Exact copies of all records below are needed.

Start of Block

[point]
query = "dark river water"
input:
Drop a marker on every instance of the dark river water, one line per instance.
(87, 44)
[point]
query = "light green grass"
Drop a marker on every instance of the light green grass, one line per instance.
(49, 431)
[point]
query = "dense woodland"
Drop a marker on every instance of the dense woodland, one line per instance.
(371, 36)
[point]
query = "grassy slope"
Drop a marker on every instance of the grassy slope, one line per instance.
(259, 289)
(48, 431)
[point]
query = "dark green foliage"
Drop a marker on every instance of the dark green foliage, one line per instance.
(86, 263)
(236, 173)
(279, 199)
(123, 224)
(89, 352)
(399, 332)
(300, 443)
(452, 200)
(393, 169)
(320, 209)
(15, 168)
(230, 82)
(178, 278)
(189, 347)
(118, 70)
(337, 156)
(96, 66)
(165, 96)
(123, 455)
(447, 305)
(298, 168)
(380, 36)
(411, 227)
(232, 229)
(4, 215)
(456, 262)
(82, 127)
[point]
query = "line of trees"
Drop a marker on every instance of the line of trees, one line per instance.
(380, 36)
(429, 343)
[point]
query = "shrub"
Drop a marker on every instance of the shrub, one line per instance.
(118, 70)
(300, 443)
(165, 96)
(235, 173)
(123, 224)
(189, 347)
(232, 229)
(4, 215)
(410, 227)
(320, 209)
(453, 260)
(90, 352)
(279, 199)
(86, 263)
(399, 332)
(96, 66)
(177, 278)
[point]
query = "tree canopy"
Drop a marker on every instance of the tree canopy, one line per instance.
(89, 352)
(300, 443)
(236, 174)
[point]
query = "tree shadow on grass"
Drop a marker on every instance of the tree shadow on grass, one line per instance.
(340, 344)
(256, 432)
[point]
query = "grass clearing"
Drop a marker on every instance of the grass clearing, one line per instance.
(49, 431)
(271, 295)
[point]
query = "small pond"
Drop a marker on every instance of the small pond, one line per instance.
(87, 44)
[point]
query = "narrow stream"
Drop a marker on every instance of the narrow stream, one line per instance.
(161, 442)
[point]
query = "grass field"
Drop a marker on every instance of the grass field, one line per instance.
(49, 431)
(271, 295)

End of Block

**Task solution**
[point]
query = "dark river water"
input:
Drop a marker on every instance of the dark river water, one line per instance.
(87, 44)
[point]
query = "light green grass"
Drop a marker on every instance of the light green grass, one line per instance.
(49, 431)
[point]
query = "dense woodland"
Drop a marker on every instance of the dense woodland, one line per instance.
(371, 36)
[point]
query = "grassy slope"
Drop a marker on every instance of the grassy slope, one line per instance.
(259, 289)
(48, 431)
[point]
query = "dark green foliage"
Drop a marker on every instance of the dark green foliage, one line per instance.
(86, 263)
(236, 173)
(279, 199)
(123, 224)
(89, 352)
(399, 332)
(300, 443)
(452, 200)
(393, 169)
(320, 209)
(15, 168)
(230, 82)
(178, 278)
(189, 347)
(118, 70)
(337, 156)
(96, 66)
(165, 96)
(123, 455)
(447, 305)
(298, 168)
(380, 36)
(411, 227)
(232, 229)
(4, 215)
(456, 262)
(82, 127)
[point]
query = "line of trees"
Drop a marker on every instance of the line of trees, one line per instance.
(380, 36)
(429, 343)
[point]
query = "shrub"
Drop a marker on every instance of the shrub, one line per instance.
(118, 70)
(300, 443)
(165, 96)
(235, 173)
(123, 224)
(189, 347)
(232, 229)
(4, 215)
(410, 227)
(320, 209)
(453, 260)
(90, 352)
(279, 199)
(86, 263)
(399, 332)
(96, 66)
(177, 278)
[point]
query = "tree canopy"
Drop a marker on every instance of the tree canopy, one line per instance.
(89, 352)
(300, 443)
(236, 174)
[point]
query = "tree shadow on grass"
Drop a marker on every instance of the tree shadow on grass, one line per instance.
(340, 344)
(256, 432)
[point]
query = "grass clearing"
Drop a marker on every instance of the grass clearing, one line per instance.
(49, 431)
(271, 295)
[point]
query = "small pond"
Drop a marker on every instance of the small pond, one line per instance.
(87, 44)
[point]
query = "narrow stream"
Drop a marker on every instance of the narrow stream, one line per instance.
(161, 442)
[point]
query = "grass field"
Drop a marker on every instance of the grass field, one line per instance.
(49, 431)
(271, 295)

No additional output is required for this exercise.